┌──

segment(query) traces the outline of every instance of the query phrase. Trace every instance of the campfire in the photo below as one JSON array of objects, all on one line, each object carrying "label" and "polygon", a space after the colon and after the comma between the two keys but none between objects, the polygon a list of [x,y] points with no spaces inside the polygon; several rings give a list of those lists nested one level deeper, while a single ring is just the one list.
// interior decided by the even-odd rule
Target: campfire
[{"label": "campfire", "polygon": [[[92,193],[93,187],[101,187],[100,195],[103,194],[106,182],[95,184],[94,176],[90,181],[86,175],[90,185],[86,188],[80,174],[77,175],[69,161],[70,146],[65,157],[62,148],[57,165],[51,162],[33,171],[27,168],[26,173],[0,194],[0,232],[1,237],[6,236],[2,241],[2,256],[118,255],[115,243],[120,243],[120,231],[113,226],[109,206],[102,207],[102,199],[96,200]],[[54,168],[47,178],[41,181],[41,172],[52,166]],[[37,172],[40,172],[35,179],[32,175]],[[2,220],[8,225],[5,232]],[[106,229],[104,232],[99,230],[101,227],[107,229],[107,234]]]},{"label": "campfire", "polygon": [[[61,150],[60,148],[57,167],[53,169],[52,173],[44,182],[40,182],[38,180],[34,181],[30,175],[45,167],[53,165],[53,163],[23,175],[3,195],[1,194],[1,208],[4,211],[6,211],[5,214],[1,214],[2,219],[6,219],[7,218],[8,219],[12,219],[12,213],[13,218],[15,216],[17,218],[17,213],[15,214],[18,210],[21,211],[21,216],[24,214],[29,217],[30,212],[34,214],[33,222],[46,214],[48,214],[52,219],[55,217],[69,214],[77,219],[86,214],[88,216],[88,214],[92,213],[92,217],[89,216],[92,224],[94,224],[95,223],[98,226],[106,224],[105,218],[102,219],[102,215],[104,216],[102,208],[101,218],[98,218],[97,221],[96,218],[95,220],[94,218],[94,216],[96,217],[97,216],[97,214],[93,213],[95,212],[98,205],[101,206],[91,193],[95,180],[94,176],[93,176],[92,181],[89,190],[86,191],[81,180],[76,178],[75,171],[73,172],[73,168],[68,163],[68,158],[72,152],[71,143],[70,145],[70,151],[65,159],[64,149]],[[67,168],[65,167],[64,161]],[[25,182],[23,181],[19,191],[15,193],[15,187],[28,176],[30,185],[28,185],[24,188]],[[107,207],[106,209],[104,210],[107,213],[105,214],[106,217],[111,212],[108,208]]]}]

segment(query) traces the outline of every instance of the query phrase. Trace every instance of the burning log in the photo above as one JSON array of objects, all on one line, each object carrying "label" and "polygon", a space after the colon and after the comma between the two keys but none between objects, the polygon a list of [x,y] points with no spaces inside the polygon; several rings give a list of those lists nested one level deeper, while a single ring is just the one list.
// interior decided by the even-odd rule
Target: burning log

└──

Objective:
Change "burning log" to "smoldering log" in the entries starting at the line containing "of the burning" and ending at the end of the entries, and write out only those lines with nothing else altered.

Answer to this task:
segment(query) traces the outline of every instance of the query phrase. Trace every instance of the smoldering log in the photo above as one JSON array of objects, all on one line, each object carrying "label" and "polygon", a space after the colon and after the comma between the two keys but none between objects, the polygon a list of [x,y] points with no spaces inside the polygon; several rings give a list of those lists nested one level deeper, while a single ring is just the one list.
// interior decided by the even-odd rule
Target: smoldering log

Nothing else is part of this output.